§ WHAT YOU HAVE TO DO:
Render the data between the lines holding "of the grass" and "pixel 591 515", inclusive, as a Markdown table with columns Row and Line. Omit blank lines.

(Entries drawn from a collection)
++++++++

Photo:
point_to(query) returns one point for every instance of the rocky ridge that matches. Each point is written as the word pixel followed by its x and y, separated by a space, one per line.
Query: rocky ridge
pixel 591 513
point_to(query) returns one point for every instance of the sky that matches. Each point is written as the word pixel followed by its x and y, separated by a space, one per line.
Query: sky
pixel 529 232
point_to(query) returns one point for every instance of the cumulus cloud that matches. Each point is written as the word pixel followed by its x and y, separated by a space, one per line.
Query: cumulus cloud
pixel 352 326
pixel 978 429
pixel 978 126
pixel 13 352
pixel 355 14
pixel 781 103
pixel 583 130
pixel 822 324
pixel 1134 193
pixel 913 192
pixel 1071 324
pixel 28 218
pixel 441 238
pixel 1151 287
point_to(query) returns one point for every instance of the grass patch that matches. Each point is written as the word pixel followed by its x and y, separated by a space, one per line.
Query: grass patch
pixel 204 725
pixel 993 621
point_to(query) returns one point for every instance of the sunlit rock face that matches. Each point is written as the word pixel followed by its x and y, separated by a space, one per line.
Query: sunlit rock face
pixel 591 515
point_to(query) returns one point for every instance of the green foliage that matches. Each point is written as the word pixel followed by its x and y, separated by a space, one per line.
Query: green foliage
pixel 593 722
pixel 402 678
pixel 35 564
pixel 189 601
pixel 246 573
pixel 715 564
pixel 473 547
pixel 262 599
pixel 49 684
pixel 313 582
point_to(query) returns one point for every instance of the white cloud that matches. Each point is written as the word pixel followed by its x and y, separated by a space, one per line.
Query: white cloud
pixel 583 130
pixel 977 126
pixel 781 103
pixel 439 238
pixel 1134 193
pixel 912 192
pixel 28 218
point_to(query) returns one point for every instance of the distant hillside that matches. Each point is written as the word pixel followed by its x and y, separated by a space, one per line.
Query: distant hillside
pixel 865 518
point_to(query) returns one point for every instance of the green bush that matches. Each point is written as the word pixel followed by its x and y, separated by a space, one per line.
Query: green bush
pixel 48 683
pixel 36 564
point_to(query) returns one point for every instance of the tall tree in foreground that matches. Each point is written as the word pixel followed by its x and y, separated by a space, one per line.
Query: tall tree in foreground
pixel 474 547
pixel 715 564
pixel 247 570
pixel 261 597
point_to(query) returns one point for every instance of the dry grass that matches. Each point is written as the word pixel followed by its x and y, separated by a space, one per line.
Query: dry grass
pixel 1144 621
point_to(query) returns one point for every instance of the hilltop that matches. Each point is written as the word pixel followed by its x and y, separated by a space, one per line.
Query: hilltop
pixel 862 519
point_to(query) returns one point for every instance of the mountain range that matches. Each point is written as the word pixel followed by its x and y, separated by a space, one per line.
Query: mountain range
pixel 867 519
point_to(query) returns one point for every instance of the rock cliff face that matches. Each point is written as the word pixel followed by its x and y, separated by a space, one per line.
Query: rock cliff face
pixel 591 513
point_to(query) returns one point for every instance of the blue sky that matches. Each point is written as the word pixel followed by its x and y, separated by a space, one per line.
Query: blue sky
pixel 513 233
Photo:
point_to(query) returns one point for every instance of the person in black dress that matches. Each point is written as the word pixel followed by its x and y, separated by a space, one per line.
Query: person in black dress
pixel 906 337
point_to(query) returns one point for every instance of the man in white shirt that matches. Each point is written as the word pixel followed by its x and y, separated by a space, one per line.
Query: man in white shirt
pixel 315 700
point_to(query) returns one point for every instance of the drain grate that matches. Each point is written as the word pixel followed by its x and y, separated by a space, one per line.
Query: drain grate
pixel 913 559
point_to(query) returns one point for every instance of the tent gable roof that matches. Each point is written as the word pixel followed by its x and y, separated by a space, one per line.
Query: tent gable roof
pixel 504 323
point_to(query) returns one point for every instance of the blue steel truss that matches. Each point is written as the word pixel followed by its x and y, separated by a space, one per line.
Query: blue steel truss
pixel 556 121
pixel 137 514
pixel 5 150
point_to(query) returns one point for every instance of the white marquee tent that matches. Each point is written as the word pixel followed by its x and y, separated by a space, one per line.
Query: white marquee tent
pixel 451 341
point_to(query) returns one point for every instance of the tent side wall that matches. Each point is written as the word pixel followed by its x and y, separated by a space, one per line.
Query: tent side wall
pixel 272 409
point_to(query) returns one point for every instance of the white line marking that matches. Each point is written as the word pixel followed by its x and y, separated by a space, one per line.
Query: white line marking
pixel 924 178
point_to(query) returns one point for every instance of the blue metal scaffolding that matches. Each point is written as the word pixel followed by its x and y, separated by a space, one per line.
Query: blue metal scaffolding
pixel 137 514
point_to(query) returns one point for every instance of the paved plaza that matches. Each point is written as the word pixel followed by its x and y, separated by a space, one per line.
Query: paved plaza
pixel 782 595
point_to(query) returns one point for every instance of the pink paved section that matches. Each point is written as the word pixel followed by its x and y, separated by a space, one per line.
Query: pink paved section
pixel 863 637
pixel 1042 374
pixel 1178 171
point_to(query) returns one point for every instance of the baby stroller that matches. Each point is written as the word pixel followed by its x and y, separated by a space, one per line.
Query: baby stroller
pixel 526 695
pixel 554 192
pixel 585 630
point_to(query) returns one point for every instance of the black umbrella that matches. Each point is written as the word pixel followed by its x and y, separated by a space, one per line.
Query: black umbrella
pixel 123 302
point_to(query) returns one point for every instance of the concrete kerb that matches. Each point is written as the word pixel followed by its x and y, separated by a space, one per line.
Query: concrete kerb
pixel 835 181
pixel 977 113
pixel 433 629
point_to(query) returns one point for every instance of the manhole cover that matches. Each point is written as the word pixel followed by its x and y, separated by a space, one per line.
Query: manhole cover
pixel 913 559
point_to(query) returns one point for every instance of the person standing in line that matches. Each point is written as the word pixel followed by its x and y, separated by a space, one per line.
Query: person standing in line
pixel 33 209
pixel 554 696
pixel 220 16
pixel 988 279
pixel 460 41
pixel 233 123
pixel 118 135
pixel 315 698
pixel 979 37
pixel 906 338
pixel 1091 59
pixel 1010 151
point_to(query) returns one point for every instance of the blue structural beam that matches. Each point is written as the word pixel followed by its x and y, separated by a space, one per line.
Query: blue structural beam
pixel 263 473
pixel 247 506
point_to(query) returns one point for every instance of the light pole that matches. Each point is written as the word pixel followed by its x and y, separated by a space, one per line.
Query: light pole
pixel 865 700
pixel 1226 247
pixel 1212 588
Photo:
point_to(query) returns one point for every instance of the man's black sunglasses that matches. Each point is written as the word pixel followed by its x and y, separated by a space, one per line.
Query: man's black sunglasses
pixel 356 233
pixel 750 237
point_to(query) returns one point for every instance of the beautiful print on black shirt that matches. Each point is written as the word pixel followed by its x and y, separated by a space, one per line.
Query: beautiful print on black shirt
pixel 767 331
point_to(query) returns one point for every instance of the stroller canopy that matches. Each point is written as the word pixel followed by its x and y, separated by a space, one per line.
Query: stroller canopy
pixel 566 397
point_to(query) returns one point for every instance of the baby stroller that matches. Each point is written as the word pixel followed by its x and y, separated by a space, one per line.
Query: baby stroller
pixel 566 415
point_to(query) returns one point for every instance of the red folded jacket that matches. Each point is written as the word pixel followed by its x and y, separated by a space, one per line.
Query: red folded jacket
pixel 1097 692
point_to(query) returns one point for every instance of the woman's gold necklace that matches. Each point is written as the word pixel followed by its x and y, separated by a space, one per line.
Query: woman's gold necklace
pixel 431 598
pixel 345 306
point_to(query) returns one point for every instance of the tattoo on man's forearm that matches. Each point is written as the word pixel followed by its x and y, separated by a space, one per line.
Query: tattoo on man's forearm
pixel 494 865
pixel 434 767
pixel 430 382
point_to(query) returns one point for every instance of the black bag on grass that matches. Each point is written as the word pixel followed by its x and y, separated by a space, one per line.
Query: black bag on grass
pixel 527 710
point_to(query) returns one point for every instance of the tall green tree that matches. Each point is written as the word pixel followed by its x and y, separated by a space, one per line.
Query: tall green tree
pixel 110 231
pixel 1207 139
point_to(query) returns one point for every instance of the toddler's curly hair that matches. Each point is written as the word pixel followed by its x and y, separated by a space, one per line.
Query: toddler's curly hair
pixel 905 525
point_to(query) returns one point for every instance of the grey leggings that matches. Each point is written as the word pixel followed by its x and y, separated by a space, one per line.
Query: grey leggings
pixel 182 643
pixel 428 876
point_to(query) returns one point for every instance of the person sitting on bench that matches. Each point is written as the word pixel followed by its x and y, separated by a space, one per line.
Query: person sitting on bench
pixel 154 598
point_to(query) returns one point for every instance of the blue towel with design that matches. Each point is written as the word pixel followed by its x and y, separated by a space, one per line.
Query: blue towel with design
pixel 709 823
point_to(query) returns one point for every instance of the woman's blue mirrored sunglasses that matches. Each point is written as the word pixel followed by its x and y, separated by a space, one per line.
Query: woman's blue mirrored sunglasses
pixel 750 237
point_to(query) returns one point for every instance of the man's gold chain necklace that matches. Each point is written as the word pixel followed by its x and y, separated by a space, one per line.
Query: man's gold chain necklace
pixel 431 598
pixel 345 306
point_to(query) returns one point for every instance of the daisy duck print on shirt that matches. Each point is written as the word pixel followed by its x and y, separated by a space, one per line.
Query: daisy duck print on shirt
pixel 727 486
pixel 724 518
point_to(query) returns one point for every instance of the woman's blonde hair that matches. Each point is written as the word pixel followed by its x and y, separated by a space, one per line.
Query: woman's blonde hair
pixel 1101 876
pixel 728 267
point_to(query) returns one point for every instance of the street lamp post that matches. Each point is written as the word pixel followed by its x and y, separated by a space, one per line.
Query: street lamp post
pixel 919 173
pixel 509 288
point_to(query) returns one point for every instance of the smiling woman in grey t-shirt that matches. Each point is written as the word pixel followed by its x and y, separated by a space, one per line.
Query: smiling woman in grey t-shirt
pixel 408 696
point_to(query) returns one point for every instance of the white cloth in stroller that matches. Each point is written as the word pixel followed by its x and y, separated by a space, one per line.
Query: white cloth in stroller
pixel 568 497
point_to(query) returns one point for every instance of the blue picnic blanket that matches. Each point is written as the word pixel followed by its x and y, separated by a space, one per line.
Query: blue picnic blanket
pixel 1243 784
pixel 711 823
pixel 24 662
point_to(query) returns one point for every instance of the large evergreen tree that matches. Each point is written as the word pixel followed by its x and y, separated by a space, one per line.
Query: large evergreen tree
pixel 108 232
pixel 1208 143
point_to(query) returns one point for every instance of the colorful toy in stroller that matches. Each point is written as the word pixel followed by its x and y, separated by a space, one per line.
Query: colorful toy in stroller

++++++++

§ EXERCISE RESULT:
| Row | Line |
|---|---|
| 1 | point_to(query) returns one point for every instance of the grass patch that matches. Each point is written as the word pixel followed by its x and y, separated by a space, one per line. |
| 2 | Query: grass patch |
| 3 | pixel 204 725 |
| 4 | pixel 993 621 |
| 5 | point_to(query) returns one point for every instance of the sunlit rock face that matches. Each point is written as the word pixel followed by its x and y, separated by a space, one per line. |
| 6 | Query: sunlit rock face |
| 7 | pixel 591 515 |